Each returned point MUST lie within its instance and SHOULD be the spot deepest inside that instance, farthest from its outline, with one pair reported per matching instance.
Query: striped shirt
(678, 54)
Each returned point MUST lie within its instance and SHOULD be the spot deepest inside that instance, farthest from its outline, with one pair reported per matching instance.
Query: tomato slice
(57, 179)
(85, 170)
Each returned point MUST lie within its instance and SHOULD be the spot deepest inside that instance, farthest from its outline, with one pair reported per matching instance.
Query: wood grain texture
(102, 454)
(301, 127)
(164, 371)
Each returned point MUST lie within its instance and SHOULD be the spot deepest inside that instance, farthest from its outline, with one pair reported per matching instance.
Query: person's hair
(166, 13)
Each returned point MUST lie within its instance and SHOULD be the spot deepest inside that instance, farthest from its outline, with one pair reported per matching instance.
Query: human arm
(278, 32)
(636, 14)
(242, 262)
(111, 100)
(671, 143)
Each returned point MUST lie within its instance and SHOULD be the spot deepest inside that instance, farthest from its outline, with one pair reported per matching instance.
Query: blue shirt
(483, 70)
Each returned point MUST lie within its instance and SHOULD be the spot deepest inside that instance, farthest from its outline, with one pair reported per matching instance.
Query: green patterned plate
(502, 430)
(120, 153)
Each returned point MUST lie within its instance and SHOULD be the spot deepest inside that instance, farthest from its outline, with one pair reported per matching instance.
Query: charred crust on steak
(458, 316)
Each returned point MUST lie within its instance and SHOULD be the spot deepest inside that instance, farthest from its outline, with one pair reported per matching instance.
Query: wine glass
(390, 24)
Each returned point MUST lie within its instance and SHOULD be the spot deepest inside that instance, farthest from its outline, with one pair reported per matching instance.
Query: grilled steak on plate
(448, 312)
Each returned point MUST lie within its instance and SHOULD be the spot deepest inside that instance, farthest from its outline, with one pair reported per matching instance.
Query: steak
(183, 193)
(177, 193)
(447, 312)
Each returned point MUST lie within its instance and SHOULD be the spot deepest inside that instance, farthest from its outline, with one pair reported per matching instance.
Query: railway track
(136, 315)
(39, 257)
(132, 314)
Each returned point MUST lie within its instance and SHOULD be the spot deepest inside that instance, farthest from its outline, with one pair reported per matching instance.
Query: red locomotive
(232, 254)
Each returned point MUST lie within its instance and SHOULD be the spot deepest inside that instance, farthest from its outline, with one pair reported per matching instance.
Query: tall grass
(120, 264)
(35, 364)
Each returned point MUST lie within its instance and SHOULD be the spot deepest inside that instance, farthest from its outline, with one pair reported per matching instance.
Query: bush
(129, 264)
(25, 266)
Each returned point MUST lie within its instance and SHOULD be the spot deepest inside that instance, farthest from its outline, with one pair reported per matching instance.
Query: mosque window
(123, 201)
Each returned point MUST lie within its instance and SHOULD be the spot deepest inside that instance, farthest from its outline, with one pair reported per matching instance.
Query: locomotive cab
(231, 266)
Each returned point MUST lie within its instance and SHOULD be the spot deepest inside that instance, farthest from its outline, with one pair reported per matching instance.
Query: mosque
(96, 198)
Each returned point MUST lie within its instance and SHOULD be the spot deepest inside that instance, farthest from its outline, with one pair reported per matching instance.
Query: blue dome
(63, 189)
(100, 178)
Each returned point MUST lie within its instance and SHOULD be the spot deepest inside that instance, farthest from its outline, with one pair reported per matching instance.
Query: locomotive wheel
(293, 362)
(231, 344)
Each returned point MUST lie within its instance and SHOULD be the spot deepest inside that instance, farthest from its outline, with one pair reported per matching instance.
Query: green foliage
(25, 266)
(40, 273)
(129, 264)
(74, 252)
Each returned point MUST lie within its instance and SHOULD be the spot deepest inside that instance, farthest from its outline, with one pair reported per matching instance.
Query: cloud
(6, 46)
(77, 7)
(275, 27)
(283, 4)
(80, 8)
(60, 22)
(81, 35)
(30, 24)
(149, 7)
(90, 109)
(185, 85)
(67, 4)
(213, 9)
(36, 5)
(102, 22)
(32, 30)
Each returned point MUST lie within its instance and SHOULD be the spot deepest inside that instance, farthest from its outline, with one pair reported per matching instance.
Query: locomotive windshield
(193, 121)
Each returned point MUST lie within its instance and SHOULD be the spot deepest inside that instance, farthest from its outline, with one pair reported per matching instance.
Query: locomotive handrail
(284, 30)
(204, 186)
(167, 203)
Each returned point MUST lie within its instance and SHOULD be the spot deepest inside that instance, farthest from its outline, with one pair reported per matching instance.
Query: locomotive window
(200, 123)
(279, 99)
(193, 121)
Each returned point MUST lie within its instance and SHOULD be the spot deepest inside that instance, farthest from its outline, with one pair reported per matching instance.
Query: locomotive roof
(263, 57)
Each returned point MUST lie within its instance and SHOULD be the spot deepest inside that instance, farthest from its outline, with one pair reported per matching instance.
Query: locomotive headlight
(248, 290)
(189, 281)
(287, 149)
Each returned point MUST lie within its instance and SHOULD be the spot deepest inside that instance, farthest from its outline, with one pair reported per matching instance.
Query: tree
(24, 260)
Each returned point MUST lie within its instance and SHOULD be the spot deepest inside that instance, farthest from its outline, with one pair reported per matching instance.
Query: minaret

#####

What to produce:
Repeat the listing in full, keeping every line exactly as it is.

Exercise result:
Each returned point MUST lie within its instance and SHOULD be the spot deepest inside that instance, farthest from its outline, with one pair reported per matching instance.
Query: striped shirt
(678, 54)
Each returned point MUST lie within its instance and SHOULD be the spot deepest inside that instance, farthest from its outline, with one pair reported per matching instance.
Query: tomato slice
(57, 179)
(85, 170)
Each returned point MUST lie within its instance and SHOULD be the spot deepest inside that instance, farthest from its outline, with one pair reported per matching instance.
Query: wood grain texture
(102, 454)
(301, 127)
(164, 371)
Each returned point MUST lie within its instance and SHOULD be the spot deepest inside that instance, farthest from its outline, with one pair reported per matching instance.
Query: person's hair
(166, 13)
Each returned point MUST lie within its instance and SHOULD be the spot deepest inside that instance, farthest from its outline, with one pair reported per matching instance.
Query: human arm
(278, 32)
(636, 14)
(242, 262)
(111, 100)
(671, 143)
Each returned point MUST lie within its instance and SHOULD be the spot deepest inside that instance, farthest from its outline, with one pair reported per matching instance.
Query: blue shirt
(483, 70)
Each returned point MUST lie within its instance and SHOULD be the spot deepest inside that instance, farthest from its outline, with one pair reported per matching instance.
Query: green patterned plate
(502, 430)
(120, 153)
Each returned point MUST lie within its instance and SHOULD be the spot deepest inside that instance, farthest from its outline, with one pair reported per matching instance.
Query: charred crust on steak
(458, 316)
Each returned point MUST lie within its instance and SHOULD be the spot deepest inside that instance, farthest from its outline, with one pair reported per matching instance.
Query: wine glass
(390, 24)
Each returned point MUST lie within its instance and SHOULD be the spot deepest inside that instance, farthest from its outline, with one pair reported per matching instance.
Query: grilled steak on plate
(448, 312)
Each returned point MUST lie within its instance and SHOULD be the spot deepest inside that instance, farthest from its outline, with one pair reported per matching instance.
Query: steak
(183, 193)
(177, 193)
(447, 312)
Each returned point MUST lie within its instance and SHOULD be the spot deepest inside that instance, farthest from its outline, with one pair reported per matching instance.
Query: railway track
(136, 315)
(39, 257)
(132, 314)
Each returned point MUST lie within its instance and SHOULD be the spot deepest inside that instance, farthest from its outline, with one pair reported per matching instance.
Query: red locomotive
(232, 254)
Each returned point MUST lie within its instance and SHOULD be the spot deepest inside that instance, farthest from its outline, with one pair reported per matching instance.
Query: tall grass
(120, 264)
(35, 364)
Each returned point MUST lie within its instance and SHOULD be the spot deepest inside that instance, farthest from its outline, with one pair reported per matching instance.
Query: bush
(129, 264)
(25, 266)
Each returned point MUST lie within its instance and SHOULD be the spot deepest inside that instance, farthest from its outline, with one pair reported per matching instance.
Query: mosque window
(123, 201)
Each returned point MUST lie within its instance and SHOULD be the spot deepest inside that instance, farthest from its outline, with one pair reported per matching instance.
Query: locomotive cab
(231, 266)
Each returned point MUST lie within its instance and SHOULD be the spot deepest inside that instance, farthest from its outline, with one pair reported per matching instance.
Query: mosque
(96, 198)
Each returned point MUST lie within its instance and SHOULD be the spot deepest inside that instance, farthest from its outline, with one pair reported per matching instance.
Query: blue dome
(63, 189)
(100, 178)
Each returned point MUST lie within its instance and SHOULD be the spot deepest inside that instance, farthest from its outline, with one pair reported per matching instance.
Query: locomotive wheel
(293, 362)
(231, 344)
Each returned point MUST lie within its instance and SHOULD be the spot deepest inside that instance, farthest from its outline, with one pair reported per matching instance.
Query: green foliage
(25, 266)
(40, 273)
(129, 264)
(74, 252)
Each returned point MUST lie within its instance and SHOULD be the spot deepest inside that instance, farthest from its outline, with one pair reported per matching instance.
Query: cloud
(6, 46)
(77, 7)
(275, 27)
(283, 4)
(80, 8)
(60, 22)
(81, 35)
(30, 24)
(149, 7)
(90, 109)
(185, 85)
(67, 4)
(213, 9)
(36, 5)
(102, 22)
(32, 30)
Each returned point MUST lie within its instance and SHOULD be the spot deepest inside that instance, farthest from its outline, with one pair reported per matching instance.
Query: locomotive windshield
(193, 121)
Each returned point MUST lie within its instance and SHOULD be the spot deepest inside that instance, farthest from its outline, with one pair reported per matching instance.
Query: locomotive handrail
(284, 30)
(204, 186)
(167, 203)
Each returned point MUST lie within its instance and SHOULD be the spot deepest inside that instance, farthest from its outline, with one pair reported per matching instance.
Query: locomotive window
(200, 123)
(279, 99)
(193, 121)
Each returned point MUST lie within its instance and SHOULD be the spot deepest inside that instance, farthest from its outline, with one pair reported per matching instance.
Query: locomotive roof
(263, 57)
Each returned point MUST lie within its instance and SHOULD be the spot deepest inside that instance, farthest from its outline, with one pair reported per matching instance.
Query: locomotive headlight
(248, 290)
(189, 281)
(287, 149)
Each returned point MUST lie within its instance and SHOULD be the spot deepest inside that instance, farthest from its outline, with one pair reported per matching instance.
Query: tree
(24, 260)
Each returned point MUST lie within its instance and SHOULD be the spot deepest inside that instance, farthest from its outline, with one pair reported per matching instance.
Query: minaret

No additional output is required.